# Aim of the exercise
Could you restate the entries below word for word and leave the images out?

(Dataset entries)
____________
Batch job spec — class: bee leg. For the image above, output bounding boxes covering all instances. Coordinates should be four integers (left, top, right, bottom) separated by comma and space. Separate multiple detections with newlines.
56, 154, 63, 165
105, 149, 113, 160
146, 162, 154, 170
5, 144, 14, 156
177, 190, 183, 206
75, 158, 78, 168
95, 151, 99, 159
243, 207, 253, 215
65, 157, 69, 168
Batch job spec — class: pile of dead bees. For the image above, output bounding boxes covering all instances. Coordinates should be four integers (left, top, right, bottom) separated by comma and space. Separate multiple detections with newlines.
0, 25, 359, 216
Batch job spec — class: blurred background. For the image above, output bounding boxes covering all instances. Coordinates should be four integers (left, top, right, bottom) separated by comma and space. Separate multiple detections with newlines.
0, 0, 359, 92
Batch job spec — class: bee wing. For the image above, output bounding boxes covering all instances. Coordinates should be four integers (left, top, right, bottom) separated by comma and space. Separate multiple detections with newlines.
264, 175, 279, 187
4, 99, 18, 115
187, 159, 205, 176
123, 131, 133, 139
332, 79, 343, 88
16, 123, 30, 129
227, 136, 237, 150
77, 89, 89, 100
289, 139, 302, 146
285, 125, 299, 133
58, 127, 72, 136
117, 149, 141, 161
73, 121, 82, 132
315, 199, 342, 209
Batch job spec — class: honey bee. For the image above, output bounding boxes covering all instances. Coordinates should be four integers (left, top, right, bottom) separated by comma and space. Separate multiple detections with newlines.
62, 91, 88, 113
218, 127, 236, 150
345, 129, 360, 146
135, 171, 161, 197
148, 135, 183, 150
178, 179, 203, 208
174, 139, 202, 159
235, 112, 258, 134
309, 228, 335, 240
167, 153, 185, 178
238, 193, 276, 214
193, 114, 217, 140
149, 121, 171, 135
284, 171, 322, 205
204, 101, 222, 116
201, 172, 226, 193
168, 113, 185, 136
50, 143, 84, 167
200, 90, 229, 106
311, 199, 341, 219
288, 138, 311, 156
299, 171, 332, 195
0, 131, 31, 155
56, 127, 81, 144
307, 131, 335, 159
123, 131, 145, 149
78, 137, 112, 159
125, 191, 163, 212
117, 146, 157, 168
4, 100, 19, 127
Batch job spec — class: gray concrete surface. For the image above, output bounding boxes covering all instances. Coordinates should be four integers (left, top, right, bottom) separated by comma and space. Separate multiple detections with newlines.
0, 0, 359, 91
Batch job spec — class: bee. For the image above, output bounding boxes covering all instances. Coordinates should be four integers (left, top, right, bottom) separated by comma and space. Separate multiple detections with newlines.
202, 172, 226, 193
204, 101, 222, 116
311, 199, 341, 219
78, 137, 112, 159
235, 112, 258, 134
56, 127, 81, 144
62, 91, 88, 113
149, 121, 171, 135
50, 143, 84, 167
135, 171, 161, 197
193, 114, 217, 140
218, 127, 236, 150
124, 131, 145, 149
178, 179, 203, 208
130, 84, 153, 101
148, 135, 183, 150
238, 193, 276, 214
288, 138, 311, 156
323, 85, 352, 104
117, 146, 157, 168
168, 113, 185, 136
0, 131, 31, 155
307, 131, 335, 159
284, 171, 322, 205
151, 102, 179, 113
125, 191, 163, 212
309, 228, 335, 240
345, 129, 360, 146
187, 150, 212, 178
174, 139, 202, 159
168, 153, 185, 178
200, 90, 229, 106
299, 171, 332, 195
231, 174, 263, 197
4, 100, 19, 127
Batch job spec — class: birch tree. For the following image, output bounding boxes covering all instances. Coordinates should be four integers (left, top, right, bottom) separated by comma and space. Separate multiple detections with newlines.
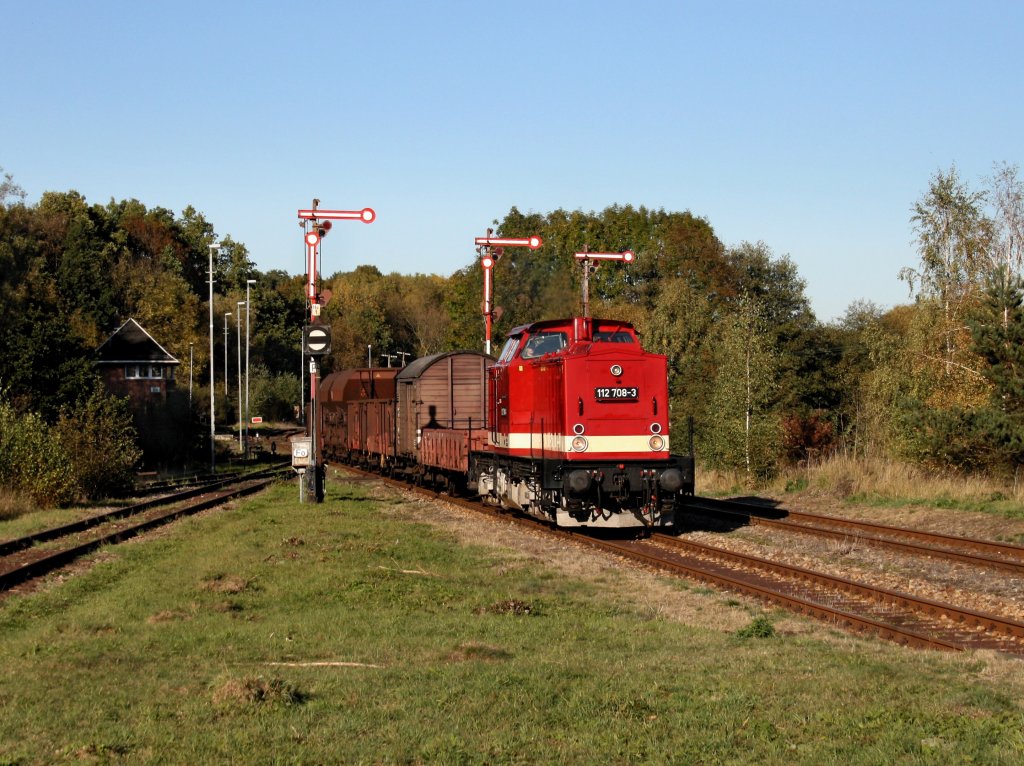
900, 166, 993, 374
705, 295, 779, 481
____________
# Exercise response
Batch job spec — class: bee leg. For the image above, output bounding boxes covering all instances. Coordinates should be four integers (left, top, right, bottom) separated by comma and space. Separate multiple detections with newlines.
56, 154, 63, 165
105, 149, 113, 160
146, 162, 154, 170
5, 144, 14, 156
177, 190, 183, 206
75, 158, 78, 168
95, 151, 99, 159
243, 207, 253, 215
65, 157, 69, 168
Batch job spec — class: pile of dead bees. For the image above, output bounding boxes covering all instances. Coordinates should be four integers (left, top, right, bottom) separated by comma and space. Separate multiple detections with newlines.
0, 25, 359, 216
Batch job spec — class: blurred background. For the image above, output bounding boxes covering all instances. Coordinates should be four integers (left, top, right, bottom) separated by comma and space. Separate multiple detections with newlines.
0, 0, 359, 92
Batch job spec — class: bee wing. For the image above, output bounding boxes covering all instances. Coordinates should be four integers (left, top, right, bottom) separated by comma and space. Separate multiple detections with newlines.
264, 175, 279, 187
4, 99, 18, 115
187, 159, 205, 176
123, 131, 133, 139
332, 79, 343, 88
16, 123, 30, 129
227, 136, 237, 150
77, 89, 89, 100
289, 139, 302, 146
285, 125, 299, 133
58, 127, 72, 136
117, 149, 141, 161
73, 121, 82, 132
315, 199, 342, 209
Batch job spec — class: honey bee. For the image above, output bounding boxes covering all instances. Coordinates should be four integers (left, top, right, bottom) separated by comma and space. Separate multiple detections with newlines.
62, 91, 88, 113
218, 127, 236, 150
345, 129, 360, 146
135, 171, 161, 197
148, 135, 183, 150
178, 179, 203, 208
174, 139, 202, 159
235, 112, 258, 134
309, 228, 335, 240
167, 153, 185, 178
238, 193, 276, 214
193, 114, 217, 140
149, 121, 171, 135
284, 171, 322, 205
204, 101, 222, 116
201, 172, 226, 193
168, 113, 185, 136
50, 143, 84, 167
200, 90, 229, 106
311, 199, 341, 219
288, 138, 311, 156
299, 171, 332, 195
0, 131, 31, 155
56, 127, 81, 144
307, 131, 335, 159
123, 131, 145, 149
78, 137, 112, 159
125, 191, 163, 212
117, 146, 157, 168
4, 100, 19, 127
Batch job spec — class: gray concrete surface. For the image above, output bounding boxes covering all instances. Coordinates should be four integers (left, top, right, bottom) separated by comma and space. Separate multiple detections with newlines.
0, 0, 359, 91
Batch job spec — class: bee. For the image above, output bounding boxes covering all instances. Coordinates should be four integers (left, top, right, bottom) separated by comma and space. Separate multiple detections with newlines.
202, 172, 226, 193
204, 101, 222, 116
311, 199, 341, 219
78, 137, 112, 159
235, 112, 258, 134
56, 127, 81, 144
62, 91, 88, 113
149, 121, 171, 135
50, 143, 84, 167
135, 171, 161, 197
193, 114, 217, 140
218, 127, 236, 150
124, 131, 145, 149
178, 179, 203, 208
130, 84, 153, 101
148, 135, 183, 150
238, 193, 276, 214
288, 138, 311, 156
323, 85, 352, 104
117, 146, 157, 168
168, 113, 185, 136
0, 131, 31, 155
307, 131, 335, 159
284, 171, 322, 205
151, 102, 179, 113
125, 191, 163, 212
309, 228, 335, 240
345, 129, 360, 146
187, 150, 212, 178
174, 139, 202, 159
168, 153, 185, 178
200, 90, 229, 106
299, 171, 332, 195
231, 174, 263, 197
4, 100, 19, 127
Batch job spec — class: birch tree. For the following image, output bounding boxes covering all instances. Coordinates should be four integers (left, top, right, bottom) separated by comma and space. Separate multiple detections with newlines.
900, 166, 993, 374
705, 295, 779, 481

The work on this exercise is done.